▼

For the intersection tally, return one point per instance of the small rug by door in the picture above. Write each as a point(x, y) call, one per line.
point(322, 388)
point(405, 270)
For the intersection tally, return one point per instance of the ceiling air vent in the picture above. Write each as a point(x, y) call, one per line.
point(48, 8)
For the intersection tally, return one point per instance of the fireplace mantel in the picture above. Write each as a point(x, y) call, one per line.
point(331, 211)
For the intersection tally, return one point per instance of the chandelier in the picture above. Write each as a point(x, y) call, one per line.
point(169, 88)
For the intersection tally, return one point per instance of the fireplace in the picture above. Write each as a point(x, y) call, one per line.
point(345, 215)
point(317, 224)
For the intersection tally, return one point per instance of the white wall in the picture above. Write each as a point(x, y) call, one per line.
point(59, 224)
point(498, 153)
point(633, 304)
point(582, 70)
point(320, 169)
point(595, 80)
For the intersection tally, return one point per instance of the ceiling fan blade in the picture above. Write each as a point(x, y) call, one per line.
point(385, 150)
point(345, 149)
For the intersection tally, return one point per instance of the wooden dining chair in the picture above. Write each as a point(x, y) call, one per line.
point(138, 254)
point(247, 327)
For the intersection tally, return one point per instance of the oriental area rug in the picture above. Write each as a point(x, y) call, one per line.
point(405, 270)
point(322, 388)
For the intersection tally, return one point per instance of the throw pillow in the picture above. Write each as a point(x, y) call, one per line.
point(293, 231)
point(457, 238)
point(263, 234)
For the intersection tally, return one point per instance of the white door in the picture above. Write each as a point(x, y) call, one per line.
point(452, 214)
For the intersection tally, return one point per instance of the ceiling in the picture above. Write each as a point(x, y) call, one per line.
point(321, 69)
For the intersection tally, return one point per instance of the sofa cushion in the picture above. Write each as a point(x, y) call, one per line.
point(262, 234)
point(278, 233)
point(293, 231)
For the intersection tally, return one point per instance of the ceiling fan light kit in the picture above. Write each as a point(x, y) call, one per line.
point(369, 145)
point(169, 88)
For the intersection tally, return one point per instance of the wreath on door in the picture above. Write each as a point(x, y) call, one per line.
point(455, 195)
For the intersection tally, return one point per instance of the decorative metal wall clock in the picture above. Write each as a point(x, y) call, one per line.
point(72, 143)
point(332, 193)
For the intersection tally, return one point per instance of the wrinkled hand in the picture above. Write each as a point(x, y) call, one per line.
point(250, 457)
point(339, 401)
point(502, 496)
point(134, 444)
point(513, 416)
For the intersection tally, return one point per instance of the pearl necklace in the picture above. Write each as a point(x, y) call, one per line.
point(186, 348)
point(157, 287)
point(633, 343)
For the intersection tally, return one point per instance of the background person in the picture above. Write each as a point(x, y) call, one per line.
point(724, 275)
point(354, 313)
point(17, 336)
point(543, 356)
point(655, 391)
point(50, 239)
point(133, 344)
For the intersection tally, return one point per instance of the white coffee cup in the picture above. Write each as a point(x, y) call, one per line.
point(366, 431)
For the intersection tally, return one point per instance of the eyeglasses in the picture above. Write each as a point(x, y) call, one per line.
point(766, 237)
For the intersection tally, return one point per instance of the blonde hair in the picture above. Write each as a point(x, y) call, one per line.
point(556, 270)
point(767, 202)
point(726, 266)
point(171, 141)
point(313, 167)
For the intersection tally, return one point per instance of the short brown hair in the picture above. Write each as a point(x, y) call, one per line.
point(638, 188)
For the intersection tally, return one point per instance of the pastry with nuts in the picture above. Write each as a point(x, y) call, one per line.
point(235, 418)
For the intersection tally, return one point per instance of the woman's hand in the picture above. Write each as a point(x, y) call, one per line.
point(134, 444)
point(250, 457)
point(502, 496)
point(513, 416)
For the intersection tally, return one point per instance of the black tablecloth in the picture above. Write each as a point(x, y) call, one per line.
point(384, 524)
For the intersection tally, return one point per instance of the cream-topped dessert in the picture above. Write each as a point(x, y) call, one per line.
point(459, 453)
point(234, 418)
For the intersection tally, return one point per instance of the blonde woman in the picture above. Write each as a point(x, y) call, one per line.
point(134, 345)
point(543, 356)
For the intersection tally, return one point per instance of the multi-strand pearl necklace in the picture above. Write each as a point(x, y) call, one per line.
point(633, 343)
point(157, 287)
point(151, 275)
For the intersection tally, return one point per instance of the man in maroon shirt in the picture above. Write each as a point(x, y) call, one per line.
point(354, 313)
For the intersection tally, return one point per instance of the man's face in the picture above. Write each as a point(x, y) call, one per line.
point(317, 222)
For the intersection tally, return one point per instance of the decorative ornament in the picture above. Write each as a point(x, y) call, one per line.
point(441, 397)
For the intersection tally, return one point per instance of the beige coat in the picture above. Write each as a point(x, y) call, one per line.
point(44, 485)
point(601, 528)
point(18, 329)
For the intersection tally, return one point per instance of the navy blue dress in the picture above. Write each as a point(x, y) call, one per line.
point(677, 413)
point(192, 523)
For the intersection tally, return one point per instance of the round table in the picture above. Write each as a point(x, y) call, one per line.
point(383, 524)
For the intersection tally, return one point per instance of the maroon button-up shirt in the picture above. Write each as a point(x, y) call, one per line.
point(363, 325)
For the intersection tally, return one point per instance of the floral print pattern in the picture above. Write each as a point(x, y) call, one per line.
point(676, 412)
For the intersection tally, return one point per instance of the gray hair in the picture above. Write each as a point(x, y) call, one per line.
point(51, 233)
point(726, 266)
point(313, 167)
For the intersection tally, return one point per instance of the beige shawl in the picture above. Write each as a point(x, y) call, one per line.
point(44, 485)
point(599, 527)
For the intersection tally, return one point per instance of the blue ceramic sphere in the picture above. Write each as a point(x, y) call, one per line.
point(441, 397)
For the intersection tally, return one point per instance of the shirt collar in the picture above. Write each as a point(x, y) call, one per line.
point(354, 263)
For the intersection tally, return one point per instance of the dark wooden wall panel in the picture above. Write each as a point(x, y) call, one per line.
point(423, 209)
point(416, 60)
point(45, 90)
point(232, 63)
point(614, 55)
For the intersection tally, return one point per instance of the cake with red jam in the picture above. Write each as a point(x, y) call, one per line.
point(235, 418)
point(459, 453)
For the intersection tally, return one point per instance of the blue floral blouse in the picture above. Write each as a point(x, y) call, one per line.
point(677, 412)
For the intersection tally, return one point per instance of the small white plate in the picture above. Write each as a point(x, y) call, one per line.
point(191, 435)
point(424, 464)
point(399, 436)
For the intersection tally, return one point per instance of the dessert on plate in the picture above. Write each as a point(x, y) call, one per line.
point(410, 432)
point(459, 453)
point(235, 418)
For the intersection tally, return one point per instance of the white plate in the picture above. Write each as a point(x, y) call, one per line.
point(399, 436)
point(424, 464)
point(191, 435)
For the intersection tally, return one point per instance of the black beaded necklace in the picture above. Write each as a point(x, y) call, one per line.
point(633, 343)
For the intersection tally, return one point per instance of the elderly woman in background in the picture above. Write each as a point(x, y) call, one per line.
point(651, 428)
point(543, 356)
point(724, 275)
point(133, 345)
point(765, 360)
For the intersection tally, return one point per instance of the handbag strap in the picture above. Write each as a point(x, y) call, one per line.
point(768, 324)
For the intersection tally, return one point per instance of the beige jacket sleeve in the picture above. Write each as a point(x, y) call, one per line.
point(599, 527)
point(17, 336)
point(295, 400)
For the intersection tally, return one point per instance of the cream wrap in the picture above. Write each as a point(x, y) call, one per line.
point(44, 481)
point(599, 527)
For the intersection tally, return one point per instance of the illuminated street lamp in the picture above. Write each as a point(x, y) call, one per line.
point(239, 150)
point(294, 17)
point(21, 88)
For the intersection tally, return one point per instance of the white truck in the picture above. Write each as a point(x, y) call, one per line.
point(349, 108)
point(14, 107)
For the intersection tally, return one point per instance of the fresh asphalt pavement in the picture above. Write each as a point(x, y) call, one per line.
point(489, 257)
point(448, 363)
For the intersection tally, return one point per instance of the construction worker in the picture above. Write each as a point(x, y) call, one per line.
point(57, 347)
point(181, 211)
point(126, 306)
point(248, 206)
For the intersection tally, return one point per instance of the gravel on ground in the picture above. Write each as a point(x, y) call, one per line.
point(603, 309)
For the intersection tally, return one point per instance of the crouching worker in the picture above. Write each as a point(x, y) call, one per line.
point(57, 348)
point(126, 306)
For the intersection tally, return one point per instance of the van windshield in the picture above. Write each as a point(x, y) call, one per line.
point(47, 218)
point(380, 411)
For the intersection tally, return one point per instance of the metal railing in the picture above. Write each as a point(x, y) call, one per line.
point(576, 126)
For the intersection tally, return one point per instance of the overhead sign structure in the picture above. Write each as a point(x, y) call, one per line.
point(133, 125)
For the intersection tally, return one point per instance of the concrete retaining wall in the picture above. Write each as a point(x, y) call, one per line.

▲

» **Goal of the exercise**
Nothing but the lines from the one that contains "of the fresh" through the end of the listing above should be copied, each exactly as written.

» **Solution for this task**
For the intersection tally, return one point per instance of the fresh asphalt pavement in the picture above. Write each as a point(x, y) call, one per line.
point(489, 257)
point(448, 363)
For the intersection tally, return one point per instance of the construction worker in the picture above. Write each as a point(x, y) call, one per line.
point(57, 347)
point(181, 211)
point(126, 306)
point(248, 206)
For the intersection tally, return one point per instance of the gravel on ground in the picture above. Write each as a point(x, y) call, one per line.
point(603, 309)
For the intersection tally, return one point per instance of the crouching worker in the picture above. Write each as a point(x, y) call, one per line.
point(57, 348)
point(126, 306)
For the intersection tally, return one point per instance of the van windshield in the picture above. Write each as a point(x, y) call, one per line.
point(47, 218)
point(380, 411)
For the intersection tally, return one point per instance of the metal railing in the picture above. Write each as a point(x, y) call, one per line.
point(576, 126)
For the intersection tally, return one point per instance of the overhead sign structure in the picture above. Write each as a point(x, y) call, one per line.
point(133, 125)
For the intersection tally, return one point per instance of the concrete retaining wall in the picture above. Write each as a point(x, y) call, one per line.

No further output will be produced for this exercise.